**Jobs**
A: In the PHP functions text, what character is prepended to an argument name in a function definition so that the argument is always passed by reference?
B: Output the part of the PHP functions text between "User-defined functions" and "and class definitions.", inclusive, copied word for word.

**Reading text**
****

User-defined functions
A function may be defined using syntax such as the following:
function foo ($arg_1, $arg_2, ..., $arg_n)
{
echo "Example function.\n";
return $retval;
}
Any valid PHP code may appear inside a function, even other functions and class definitions.
In PHP 3, functions must be defined before they are referenced. No such requirement exists in PHP 4.
PHP does not support function overloading, nor is it possible to undefine or redefine previously- declared functions.
PHP 3 does not support variable numbers of arguments to functions, although default arguments are supported (see Default argument values for more information). PHP 4 supports both: see Variable- length argument lists and the function references for func_num_args(), func_get_arg(), and func_get_args() for more information.
Function arguments
Information may be passed to functions via the argument list, which is a comma-delimited list of variables and/or constants.
PHP supports passing arguments by value (the default), passing by reference, and default argument values. Variable-length argument lists are supported only in PHP 4 and later; see Variable-length argument lists and the function references for func_num_args(), func_get_arg(), and func_get_args() for more information. A similar effect can be achieved in PHP 3 by passing an array of arguments to a function:
function takes_array($input)
{
echo "$input[0] + $input[1] = ", $input[0]+$input[1];
}
Making arguments be passed by reference
By default, function arguments are passed by value (so that if you change the value of the argument within the function, it does not get changed outside of the function). If you wish to allow a function to modify its arguments, you must pass them by reference.
If you want an argument to a function to always be passed by reference, you can prepend an ampersand (&) to the argument name in the function definition:
function add_some_extra(&$string)
{
$string .= 'and something extra.';
}
$str = 'This is a string, ';
add_some_extra($str);
echo $str; // outputs 'This is a string, and something extra.'
Default argument values
A function may define C++-style default values for scalar arguments as follows:
function makecoffee ($type = "cappuccino")

****

**Data excerpt**

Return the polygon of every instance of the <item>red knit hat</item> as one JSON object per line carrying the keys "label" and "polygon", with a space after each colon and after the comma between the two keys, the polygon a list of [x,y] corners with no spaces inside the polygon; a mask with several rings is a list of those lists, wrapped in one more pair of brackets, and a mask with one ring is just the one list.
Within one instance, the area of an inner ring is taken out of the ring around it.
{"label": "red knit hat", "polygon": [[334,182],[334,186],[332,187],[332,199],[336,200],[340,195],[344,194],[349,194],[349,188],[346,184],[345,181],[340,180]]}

****

**Full solutions**
A: An ampersand (&).

B:
User-defined functions
A function may be defined using syntax such as the following:
function foo ($arg_1, $arg_2, ..., $arg_n)
{
echo "Example function.\n";
return $retval;
}
Any valid PHP code may appear inside a function, even other functions and class definitions.